_Input records:_
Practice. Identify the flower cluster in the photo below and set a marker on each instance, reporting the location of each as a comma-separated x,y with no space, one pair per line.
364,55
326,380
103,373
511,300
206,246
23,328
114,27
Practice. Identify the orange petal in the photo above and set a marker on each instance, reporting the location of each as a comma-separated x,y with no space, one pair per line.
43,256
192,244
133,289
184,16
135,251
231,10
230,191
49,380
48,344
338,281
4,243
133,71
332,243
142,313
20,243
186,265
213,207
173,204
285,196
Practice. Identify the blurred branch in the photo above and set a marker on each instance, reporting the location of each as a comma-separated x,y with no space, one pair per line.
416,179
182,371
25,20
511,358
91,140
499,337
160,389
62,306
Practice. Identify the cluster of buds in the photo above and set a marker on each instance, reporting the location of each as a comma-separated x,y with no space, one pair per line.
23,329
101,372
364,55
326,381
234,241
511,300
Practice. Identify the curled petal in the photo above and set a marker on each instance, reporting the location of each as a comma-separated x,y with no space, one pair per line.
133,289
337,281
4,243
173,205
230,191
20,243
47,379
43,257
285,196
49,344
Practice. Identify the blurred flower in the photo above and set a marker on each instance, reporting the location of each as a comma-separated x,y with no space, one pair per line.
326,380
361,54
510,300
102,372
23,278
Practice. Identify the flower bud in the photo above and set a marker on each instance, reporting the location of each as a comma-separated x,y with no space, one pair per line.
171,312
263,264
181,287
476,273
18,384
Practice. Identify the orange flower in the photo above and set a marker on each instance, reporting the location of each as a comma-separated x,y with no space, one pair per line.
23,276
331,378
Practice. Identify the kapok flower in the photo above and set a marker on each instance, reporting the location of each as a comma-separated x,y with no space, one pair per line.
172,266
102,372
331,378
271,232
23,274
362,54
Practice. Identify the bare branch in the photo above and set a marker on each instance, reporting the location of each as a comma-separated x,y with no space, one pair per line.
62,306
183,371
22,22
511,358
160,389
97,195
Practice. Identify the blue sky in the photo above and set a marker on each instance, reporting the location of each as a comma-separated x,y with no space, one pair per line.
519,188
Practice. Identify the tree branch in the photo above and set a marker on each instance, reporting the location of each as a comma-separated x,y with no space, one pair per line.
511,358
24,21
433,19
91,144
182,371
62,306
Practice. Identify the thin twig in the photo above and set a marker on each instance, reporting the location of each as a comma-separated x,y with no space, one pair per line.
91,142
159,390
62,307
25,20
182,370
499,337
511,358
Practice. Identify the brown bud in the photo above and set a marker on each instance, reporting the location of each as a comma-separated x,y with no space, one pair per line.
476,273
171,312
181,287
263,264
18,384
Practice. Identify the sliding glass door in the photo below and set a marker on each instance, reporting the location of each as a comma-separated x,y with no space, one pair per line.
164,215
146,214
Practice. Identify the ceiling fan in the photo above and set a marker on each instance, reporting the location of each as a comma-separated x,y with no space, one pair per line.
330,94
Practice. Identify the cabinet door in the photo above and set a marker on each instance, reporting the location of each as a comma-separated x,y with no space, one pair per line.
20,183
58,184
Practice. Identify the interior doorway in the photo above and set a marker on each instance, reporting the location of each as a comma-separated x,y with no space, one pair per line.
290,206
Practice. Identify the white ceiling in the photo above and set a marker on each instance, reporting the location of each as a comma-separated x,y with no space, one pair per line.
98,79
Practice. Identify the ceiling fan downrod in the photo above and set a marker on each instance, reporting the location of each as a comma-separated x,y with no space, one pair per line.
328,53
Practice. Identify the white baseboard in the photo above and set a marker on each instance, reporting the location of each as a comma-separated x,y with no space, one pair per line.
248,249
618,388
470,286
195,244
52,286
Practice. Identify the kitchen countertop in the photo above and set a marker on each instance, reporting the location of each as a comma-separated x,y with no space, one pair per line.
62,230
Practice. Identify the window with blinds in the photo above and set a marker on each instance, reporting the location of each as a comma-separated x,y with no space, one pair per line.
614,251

_Description of the task:_ Every record above must be printed again exactly.

_Output:_
Practice. Identify the flower cluster in the photo below and set a marker on each instance, reporting the location of each as a comma-separated x,y with no space, one pair per line.
364,55
326,380
103,373
511,300
206,246
23,328
114,27
Practice. Identify the orange petal in the photo above and set a marker on each instance, reporting the location of each as a comma-separated x,y with no space, one pair per line.
43,256
192,244
133,289
184,16
135,251
231,10
230,191
49,380
48,344
338,281
4,243
133,71
332,243
142,313
20,243
186,265
213,207
173,204
285,196
Practice. Identify the blurred branch in the photo above and set a marker on each instance, reporting the location of each as a comma-separated x,y with no space, one pair per line.
416,179
182,371
25,20
511,358
91,140
499,337
160,389
62,306
Practice. Identify the cluster of buds in the photo above and set a marker on each instance, reporting the location of each as a comma-separated x,y with no space, one pair per line.
23,329
101,372
364,55
326,381
234,241
511,300
Practice. Identify the curled petal in the photo above and set a marker on each instance, reporting the location of each as a comma-separated x,y with no space, one pair per line.
133,289
337,281
4,243
173,205
230,191
20,243
47,379
43,257
285,196
49,344
Practice. Identify the blurred flower in the photo above and set a marker on each instance, reporting the location of each as a comma-separated x,y with no space, one pair per line.
326,380
361,54
510,300
102,372
23,278
Practice. Identify the flower bud in the photo above and set a marker on each instance, reporting the location of each as a comma-separated x,y with no space, one pair per line.
171,312
263,264
181,287
476,273
18,384
Practice. Identify the orange flower in the photo above and set a marker on each instance, reporting the location of each as a comma-separated x,y with no space, one pair per line.
23,276
331,378
Practice. Identify the kapok flower in the photo above and set a marker on each instance, reporting the location of each as a comma-separated x,y with no space, one pair per line.
172,266
102,372
331,378
271,232
23,274
362,54
Practice. Identify the bare branch in the photo above and set a marker on each instance, reporting the location of each as a comma-separated x,y with no space, one pair per line.
62,306
183,371
22,22
511,358
160,389
97,195
Practice. Identify the blue sky in the photo above and set a marker on each instance, reporting the location of each as a comma-separated x,y with no space, one pair per line.
519,188
Practice. Identify the tree branch in the photo above and set a marker on each instance, reporting the location of each as a comma-separated x,y with no space, one pair per line.
511,358
24,21
433,19
91,144
182,371
62,306
Practice. Identify the thin twig in the photo above and set a marker on each instance, reporting the location of each as a comma-separated x,y with no space, one pair per line.
91,142
159,390
62,307
25,20
182,370
499,337
511,358
Practice. Identify the brown bud in the photo above and set a marker on each instance, reporting the location of each as a comma-separated x,y with no space, one pair per line.
476,273
171,312
181,287
263,264
18,384
Practice. Identify the sliding glass door in the photo below and set a marker on each instance, reporting the location of each as a comma-separated x,y with no space, one pair per line.
164,215
146,214
Practice. Identify the ceiling fan in the photo above and set a marker on each instance, reporting the location of each as a comma-separated x,y with no space, one pair per line.
330,94
Practice. Identify the cabinet door in the photo above and set a marker on each instance, reporting the location of each as a comma-separated x,y with no space, one pair per line.
20,183
58,184
Practice. Identify the interior doorway in the photo above and set a marker on each instance, reporting the location of each as a comma-separated x,y with no space, one pair per line.
290,206
Practice. Identify the white ceiling in the photo above and set a marker on each instance, reporting the location of each as a comma-separated x,y with no space, one pair per line.
98,79
Practice. Identify the ceiling fan downrod in the photo above and set a marker on each instance, reporting the location of each as a comma-separated x,y with no space, one pair per line.
328,53
Practice. Identify the white baseboard in the photo above and set a marker on each instance, reporting the location of each as a comma-separated x,y with no space, one pair per line.
248,249
618,388
470,286
195,244
52,286
Practice. Identify the kitchen countertop in the photo above and set a marker on each instance, reporting the location of each as a comma-separated x,y with no space, one pair per line.
62,230
Practice. Identify the window with blinds in the photo above and set a marker on each instance, reporting the location of each as a comma-separated x,y with no space, one pair per line.
614,251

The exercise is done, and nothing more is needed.